- _WORK REQUEST_
From the first line to the last, copy the data exactly.

- _RECORDED DATA_
= = = = = = =

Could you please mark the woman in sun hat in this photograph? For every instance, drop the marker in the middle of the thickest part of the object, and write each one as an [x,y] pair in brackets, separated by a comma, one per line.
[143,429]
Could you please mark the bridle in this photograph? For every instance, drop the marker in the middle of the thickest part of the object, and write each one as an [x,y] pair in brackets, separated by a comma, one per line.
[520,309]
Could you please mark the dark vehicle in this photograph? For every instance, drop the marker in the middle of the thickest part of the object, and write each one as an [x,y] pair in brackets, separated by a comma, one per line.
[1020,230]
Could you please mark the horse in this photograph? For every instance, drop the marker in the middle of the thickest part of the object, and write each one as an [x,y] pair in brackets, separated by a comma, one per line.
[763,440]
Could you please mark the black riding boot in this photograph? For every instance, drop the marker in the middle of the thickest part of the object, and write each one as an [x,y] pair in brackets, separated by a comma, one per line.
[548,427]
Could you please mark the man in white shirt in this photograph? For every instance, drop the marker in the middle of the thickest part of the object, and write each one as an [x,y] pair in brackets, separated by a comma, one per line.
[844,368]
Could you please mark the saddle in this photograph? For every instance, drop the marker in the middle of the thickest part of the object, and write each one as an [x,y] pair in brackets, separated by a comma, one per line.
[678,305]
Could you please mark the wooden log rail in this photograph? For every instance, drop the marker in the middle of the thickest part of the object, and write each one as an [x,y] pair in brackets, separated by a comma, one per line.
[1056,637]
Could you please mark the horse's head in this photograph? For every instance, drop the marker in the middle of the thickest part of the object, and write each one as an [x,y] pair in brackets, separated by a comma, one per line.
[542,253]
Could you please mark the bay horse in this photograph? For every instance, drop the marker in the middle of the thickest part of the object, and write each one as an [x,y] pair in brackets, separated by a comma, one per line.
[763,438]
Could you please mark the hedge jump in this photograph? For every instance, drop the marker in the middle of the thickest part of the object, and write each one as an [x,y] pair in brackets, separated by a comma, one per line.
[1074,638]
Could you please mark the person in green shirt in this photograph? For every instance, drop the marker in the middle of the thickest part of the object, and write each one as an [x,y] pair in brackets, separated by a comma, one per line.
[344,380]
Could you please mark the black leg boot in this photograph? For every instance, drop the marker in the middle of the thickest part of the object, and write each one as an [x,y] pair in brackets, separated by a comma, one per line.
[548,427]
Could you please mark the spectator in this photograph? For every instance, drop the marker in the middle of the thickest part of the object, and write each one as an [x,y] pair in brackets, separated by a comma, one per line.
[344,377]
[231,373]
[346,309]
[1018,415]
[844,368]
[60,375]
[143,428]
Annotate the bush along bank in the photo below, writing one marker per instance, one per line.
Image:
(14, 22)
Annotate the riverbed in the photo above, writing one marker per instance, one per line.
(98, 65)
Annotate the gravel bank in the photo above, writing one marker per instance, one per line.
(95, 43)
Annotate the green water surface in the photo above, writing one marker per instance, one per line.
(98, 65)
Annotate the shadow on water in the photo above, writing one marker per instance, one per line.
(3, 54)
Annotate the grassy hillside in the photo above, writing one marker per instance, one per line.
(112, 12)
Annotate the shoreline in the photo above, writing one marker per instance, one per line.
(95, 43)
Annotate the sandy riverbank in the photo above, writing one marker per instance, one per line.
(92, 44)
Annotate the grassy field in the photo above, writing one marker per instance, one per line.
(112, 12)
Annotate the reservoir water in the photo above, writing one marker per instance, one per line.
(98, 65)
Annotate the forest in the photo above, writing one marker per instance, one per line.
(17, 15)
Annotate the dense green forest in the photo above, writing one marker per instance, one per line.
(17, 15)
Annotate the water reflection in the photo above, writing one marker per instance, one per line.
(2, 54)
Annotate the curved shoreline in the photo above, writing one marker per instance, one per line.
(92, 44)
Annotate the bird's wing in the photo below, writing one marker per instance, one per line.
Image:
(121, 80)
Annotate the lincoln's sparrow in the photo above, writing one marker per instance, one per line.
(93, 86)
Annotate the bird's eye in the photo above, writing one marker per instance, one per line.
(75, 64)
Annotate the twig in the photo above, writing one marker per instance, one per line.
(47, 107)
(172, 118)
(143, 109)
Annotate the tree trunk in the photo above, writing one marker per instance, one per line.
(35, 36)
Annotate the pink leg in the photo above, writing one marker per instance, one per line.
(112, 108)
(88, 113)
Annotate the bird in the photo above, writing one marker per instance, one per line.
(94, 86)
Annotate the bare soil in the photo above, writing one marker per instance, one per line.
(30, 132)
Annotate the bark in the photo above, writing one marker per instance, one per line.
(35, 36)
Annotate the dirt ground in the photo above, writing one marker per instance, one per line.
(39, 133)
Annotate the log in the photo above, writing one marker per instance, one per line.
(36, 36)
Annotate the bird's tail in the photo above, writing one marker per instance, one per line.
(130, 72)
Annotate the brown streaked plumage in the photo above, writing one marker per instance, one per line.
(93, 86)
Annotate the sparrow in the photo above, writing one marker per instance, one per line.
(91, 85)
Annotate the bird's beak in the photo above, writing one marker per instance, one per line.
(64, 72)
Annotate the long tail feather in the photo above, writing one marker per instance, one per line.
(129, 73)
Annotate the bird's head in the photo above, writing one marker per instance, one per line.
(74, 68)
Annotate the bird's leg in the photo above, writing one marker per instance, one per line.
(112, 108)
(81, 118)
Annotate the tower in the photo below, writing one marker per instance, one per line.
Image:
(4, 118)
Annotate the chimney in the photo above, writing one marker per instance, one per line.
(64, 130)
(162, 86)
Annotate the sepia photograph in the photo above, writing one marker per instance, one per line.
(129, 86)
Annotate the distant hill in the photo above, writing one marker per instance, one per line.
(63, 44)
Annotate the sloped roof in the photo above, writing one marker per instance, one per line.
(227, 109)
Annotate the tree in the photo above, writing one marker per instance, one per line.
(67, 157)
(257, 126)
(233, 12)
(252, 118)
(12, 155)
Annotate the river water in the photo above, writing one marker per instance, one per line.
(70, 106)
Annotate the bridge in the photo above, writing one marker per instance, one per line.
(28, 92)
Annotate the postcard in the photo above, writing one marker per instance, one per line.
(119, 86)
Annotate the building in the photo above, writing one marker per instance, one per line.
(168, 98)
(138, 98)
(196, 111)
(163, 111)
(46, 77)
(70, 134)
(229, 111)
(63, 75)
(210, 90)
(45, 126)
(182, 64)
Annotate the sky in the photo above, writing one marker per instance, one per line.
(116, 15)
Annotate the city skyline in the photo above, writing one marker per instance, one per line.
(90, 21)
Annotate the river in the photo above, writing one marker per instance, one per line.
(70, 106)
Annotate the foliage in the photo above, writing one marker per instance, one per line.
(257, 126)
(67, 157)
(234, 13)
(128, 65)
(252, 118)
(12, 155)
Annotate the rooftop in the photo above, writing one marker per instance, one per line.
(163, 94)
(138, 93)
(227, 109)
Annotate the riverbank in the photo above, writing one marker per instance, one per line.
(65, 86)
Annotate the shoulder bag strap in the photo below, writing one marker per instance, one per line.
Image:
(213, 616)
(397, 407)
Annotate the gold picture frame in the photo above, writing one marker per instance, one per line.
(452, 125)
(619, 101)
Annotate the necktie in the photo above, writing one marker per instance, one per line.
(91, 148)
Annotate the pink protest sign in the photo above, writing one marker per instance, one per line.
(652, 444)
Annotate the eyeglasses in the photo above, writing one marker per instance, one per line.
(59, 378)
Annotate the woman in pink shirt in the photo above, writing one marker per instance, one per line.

= = = = = = =

- _ANSWER TO THIS TASK_
Could you please mark the woman in sun hat in this photograph? For every instance, drop the marker in the middle of the thickest part of the object, and write each one as an [x,y] pair in brackets, separated by a comma, one per line.
[143,429]
Could you please mark the bridle in this photograph? For every instance, drop the marker in the middle of the thickest part of the object, and write each one as an [x,y] pair in brackets, separated by a comma, one per line.
[520,309]
Could you please mark the dark vehicle in this photograph? For every instance, drop the marker in the middle of the thickest part of the object, and write each one as an [x,y] pair in brackets, separated by a comma, one per line.
[1020,230]
Could you please mark the horse in this photograph? For every instance, drop the marker in the middle of the thickest part of the object, and write each one as an [x,y] pair in brackets, separated by a comma, one per line.
[763,440]
Could you please mark the black riding boot in this photograph? For every instance, drop the marker in the middle of the thickest part of the object, and write each one as an [x,y] pair in brackets, separated by a comma, one per line.
[548,427]
Could you please mark the man in white shirt in this photograph? For every instance, drop the marker in the middle of the thickest part of the object, and write each one as an [x,y] pair in brackets, separated by a comma, one per line.
[844,368]
Could you please mark the saddle in this photograph? For every instance, drop the marker in the middle of the thickest part of the object, and write each one as an [x,y] pair in brackets, separated by a comma, one per line.
[678,305]
Could you please mark the wooden log rail in this photograph? For every instance, drop the marker in the middle of the thickest part of the object, and write each one as an [x,y] pair in brackets, separated by a comma, one per line.
[1056,637]
Could you please mark the horse's head in this photograph? For every instance, drop the marker in the middle of the thickest part of the object, and write each one as an [x,y] pair in brackets, separated by a comma, one per line.
[542,253]
Could you please mark the bay horse in this photograph? For every instance, drop the marker in the middle of the thickest part of the object, and write each one as an [x,y] pair in brackets, separated by a comma, one per line.
[763,438]
Could you please mark the hedge jump in this photograph? For every instance, drop the marker in the middle of the thickest part of the object, and write each one as an [x,y] pair in brackets, separated by a comma, one per line.
[1074,638]
Could you please mark the person in green shirt in this photograph? For every instance, drop the marker in the middle of the thickest part of the object, and write each one as an [x,y] pair in brackets, separated by a comma, one per line.
[344,380]
Could you please mark the black leg boot in this photograph? For every instance, drop the marker in the middle of the thickest part of the object, and write each one as an [x,y] pair in brackets, separated by a comma, one per line.
[548,427]
Could you please mark the spectator in this photograph? For every instance, drop the marker in the middle of the thickest part of the object, and write each one as an [x,y] pair in brackets, separated by a comma, one per line.
[344,377]
[231,373]
[346,309]
[1018,415]
[844,368]
[60,375]
[143,428]
Annotate the bush along bank in the photo below, writing one marker per instance, one per line.
Image:
(14, 22)
Annotate the riverbed in the photo above, writing one marker per instance, one per line.
(98, 65)
Annotate the gravel bank in the photo above, writing one marker per instance, one per line.
(95, 43)
Annotate the green water surface in the photo above, writing one marker per instance, one per line.
(98, 65)
Annotate the shadow on water in the photo above, writing one marker per instance, one per line.
(3, 54)
Annotate the grassy hillside in the photo above, writing one marker per instance, one per line.
(112, 12)
Annotate the shoreline in the photo above, writing one marker per instance, one per line.
(95, 43)
Annotate the sandy riverbank in the photo above, writing one marker per instance, one per line.
(92, 44)
Annotate the grassy field in the photo above, writing one marker per instance, one per line.
(112, 12)
Annotate the reservoir water in the photo above, writing one marker per instance, one per line.
(98, 65)
Annotate the forest in the photo above, writing one marker per instance, one per line.
(17, 15)
Annotate the dense green forest in the photo above, writing one marker per instance, one per line.
(17, 15)
Annotate the water reflection in the photo above, writing one marker per instance, one per line.
(2, 54)
Annotate the curved shoreline in the photo above, writing one marker per instance, one per line.
(92, 44)
Annotate the bird's wing in the photo below, writing one marker per instance, one per line.
Image:
(121, 80)
Annotate the lincoln's sparrow in the photo above, writing one marker per instance, one per line.
(93, 86)
Annotate the bird's eye in the photo above, writing one marker per instance, one per line.
(75, 64)
Annotate the twig in the photo above, writing one marker per instance, one per line.
(47, 107)
(172, 118)
(143, 109)
Annotate the tree trunk in the photo above, writing one marker per instance, one per line.
(35, 36)
Annotate the pink leg in the photo above, writing one marker per instance, one per line.
(112, 108)
(88, 113)
Annotate the bird in the photo above, writing one marker per instance, one per line.
(94, 86)
Annotate the bare soil in the photo above, writing one marker per instance, one per line.
(30, 132)
Annotate the bark in the photo above, writing one marker per instance, one per line.
(35, 36)
Annotate the dirt ground in the photo above, writing one marker per instance, one per line.
(39, 133)
Annotate the log in the photo above, writing one marker per instance, one per line.
(36, 36)
Annotate the bird's tail in the photo above, writing one marker per instance, one per line.
(130, 72)
Annotate the brown streaked plumage in the photo above, writing one marker per instance, one per line.
(93, 86)
Annotate the sparrow in the photo above, writing one marker per instance, one per line.
(91, 85)
Annotate the bird's beak in the photo above, writing one marker per instance, one per line.
(64, 72)
Annotate the long tail feather in the photo above, writing one marker per instance, one per line.
(129, 73)
Annotate the bird's head in the photo above, writing one marker per instance, one per line.
(74, 68)
Annotate the bird's leg in the photo above, writing one marker per instance, one per line.
(112, 108)
(81, 118)
Annotate the tower in the photo below, writing one marker per instance, one per line.
Image:
(4, 118)
Annotate the chimney in the photo above, writing one marker per instance, one per line.
(64, 130)
(162, 86)
Annotate the sepia photograph in the photo above, writing one marker per instance, one per line.
(129, 86)
Annotate the distant hill in the photo above, writing one marker per instance, one per line.
(63, 44)
Annotate the sloped roof in the photo above, writing one marker per instance, one per line.
(227, 109)
Annotate the tree in the photo above, writing one marker per instance, one per line.
(67, 157)
(257, 126)
(233, 12)
(252, 118)
(12, 155)
Annotate the river water in the photo above, writing one marker per instance, one per line.
(70, 106)
Annotate the bridge in the photo above, writing one marker per instance, one per line.
(28, 92)
Annotate the postcard in the photo above, writing one marker per instance, one per line.
(119, 86)
Annotate the building in the photo above, writing one marker per instance, one per line.
(168, 98)
(138, 98)
(196, 111)
(163, 111)
(46, 77)
(70, 134)
(229, 111)
(63, 75)
(210, 90)
(45, 126)
(182, 64)
Annotate the sky in the photo above, writing one marker per instance, one per line.
(116, 15)
Annotate the city skyline in the photo above, writing one marker per instance, one per line.
(90, 21)
Annotate the river in the photo above, writing one marker per instance, one per line.
(70, 106)
Annotate the foliage in the photo above, writing one marker per instance, one per line.
(257, 126)
(67, 157)
(234, 13)
(128, 65)
(252, 118)
(12, 155)
Annotate the rooftop in the photo above, writing one marker per instance, one per line.
(163, 94)
(138, 93)
(227, 109)
Annotate the riverbank in the photo above, writing one marker per instance, one per line.
(65, 86)
Annotate the shoulder bag strap in the photo below, writing one marker per instance, one per line.
Image:
(213, 616)
(397, 407)
Annotate the gold picture frame in the photo above, writing one marker per instance, one per line.
(452, 125)
(619, 101)
Annotate the necktie in the photo above, writing one marker per instance, one per line.
(91, 148)
Annotate the pink protest sign in the photo above, writing one marker per instance, one per line.
(652, 444)
Annotate the eyeglasses in the photo above, writing one marker per instance, one per line.
(59, 378)
Annotate the woman in pink shirt in the photo above, writing one marker per instance, one per line.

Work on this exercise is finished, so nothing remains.